■ WHAT THE TASK ASKS
Reproduce, from the line containing "Target: bare soil patch" to the last line of the material, every line exactly.

■ PROVIDED RECORDS

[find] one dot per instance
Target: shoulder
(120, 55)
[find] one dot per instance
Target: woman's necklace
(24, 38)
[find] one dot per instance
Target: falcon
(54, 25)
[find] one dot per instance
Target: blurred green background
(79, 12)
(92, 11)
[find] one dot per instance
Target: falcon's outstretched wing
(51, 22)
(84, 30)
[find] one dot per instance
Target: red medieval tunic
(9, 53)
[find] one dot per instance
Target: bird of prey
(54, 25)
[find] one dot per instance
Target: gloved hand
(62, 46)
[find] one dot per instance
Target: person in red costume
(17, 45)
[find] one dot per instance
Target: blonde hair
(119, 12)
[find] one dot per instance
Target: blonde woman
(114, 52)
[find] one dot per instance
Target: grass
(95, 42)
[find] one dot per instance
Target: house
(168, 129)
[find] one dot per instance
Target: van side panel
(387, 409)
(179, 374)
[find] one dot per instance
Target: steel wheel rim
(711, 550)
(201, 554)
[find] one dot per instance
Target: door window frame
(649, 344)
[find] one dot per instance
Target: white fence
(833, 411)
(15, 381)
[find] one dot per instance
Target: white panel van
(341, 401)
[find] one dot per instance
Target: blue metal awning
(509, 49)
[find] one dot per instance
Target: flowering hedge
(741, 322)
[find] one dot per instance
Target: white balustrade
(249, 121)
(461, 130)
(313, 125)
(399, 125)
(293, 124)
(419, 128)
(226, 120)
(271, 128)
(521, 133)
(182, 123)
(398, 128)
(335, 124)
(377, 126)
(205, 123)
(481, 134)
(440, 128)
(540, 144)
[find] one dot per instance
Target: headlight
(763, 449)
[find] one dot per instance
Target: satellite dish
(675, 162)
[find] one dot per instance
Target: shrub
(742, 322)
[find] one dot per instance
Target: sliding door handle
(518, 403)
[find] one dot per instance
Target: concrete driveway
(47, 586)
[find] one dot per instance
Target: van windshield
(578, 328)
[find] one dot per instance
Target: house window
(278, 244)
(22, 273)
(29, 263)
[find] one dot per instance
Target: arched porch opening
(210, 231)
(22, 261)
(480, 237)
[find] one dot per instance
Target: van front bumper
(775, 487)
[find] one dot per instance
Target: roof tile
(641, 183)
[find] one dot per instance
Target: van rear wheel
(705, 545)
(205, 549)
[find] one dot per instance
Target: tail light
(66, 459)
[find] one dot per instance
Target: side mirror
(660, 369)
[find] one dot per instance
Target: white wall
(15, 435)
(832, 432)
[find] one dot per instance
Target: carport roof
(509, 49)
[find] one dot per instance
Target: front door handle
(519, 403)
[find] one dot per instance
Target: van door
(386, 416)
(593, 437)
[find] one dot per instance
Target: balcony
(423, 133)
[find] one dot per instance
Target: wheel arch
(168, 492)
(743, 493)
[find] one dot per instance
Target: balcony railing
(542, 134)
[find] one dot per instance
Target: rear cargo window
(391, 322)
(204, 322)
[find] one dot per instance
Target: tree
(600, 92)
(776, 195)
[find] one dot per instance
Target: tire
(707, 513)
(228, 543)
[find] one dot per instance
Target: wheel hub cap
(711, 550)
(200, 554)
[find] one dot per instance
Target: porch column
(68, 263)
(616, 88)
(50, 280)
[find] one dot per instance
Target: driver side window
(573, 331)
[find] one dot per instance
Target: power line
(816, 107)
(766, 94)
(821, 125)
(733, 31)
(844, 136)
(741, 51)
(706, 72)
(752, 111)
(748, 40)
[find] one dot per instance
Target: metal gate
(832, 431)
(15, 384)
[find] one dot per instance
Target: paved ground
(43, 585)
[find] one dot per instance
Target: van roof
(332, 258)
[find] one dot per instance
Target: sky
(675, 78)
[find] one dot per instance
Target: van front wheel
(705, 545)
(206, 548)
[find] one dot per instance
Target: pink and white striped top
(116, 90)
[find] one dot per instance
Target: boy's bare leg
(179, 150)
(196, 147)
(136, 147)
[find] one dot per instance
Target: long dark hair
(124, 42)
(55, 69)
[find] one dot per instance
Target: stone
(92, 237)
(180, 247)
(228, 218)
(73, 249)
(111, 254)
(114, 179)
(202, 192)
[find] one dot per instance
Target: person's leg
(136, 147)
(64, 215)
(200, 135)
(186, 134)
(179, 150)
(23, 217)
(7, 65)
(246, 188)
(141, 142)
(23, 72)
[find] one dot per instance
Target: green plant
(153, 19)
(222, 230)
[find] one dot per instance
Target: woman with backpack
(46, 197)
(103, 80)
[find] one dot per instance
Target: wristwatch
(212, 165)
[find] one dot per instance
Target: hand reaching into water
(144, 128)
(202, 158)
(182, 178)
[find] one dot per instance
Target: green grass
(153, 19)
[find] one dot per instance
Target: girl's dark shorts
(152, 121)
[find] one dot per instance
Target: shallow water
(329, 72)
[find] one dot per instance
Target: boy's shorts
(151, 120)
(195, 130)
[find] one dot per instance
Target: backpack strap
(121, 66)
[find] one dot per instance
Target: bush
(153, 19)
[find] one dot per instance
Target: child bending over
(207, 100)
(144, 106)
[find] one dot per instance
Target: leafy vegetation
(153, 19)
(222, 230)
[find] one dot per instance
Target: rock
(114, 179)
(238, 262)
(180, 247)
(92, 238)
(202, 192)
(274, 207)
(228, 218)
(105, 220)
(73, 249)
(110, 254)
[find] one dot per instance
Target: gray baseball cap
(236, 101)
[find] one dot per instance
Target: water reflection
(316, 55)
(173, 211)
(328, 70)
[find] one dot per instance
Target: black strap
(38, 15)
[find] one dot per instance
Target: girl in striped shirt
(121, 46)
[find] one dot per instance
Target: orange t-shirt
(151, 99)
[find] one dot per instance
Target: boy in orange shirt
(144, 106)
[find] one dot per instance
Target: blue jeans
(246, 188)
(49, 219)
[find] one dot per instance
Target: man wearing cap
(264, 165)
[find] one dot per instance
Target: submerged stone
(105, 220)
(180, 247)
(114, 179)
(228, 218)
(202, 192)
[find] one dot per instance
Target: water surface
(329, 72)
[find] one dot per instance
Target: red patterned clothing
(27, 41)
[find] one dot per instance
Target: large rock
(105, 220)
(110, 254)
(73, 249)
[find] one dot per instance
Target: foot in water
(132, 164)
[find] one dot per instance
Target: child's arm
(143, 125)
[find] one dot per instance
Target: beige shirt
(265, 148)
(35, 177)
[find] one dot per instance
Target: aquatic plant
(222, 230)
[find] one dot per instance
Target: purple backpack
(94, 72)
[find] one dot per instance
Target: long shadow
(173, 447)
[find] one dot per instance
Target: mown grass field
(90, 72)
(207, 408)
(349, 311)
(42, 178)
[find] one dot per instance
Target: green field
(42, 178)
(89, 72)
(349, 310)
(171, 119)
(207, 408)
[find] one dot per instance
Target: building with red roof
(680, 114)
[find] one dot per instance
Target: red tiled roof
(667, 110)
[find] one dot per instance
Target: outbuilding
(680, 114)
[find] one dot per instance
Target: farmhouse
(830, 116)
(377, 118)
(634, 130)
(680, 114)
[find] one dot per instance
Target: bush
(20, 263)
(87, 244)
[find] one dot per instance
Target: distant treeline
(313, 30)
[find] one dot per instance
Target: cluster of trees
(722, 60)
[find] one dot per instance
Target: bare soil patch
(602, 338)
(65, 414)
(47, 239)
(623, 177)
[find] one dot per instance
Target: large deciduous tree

■ RESULT FOR THIS EXERCISE
Target: bare soil patch
(602, 338)
(65, 414)
(47, 239)
(623, 177)
[find] one dot per instance
Target: large deciduous tree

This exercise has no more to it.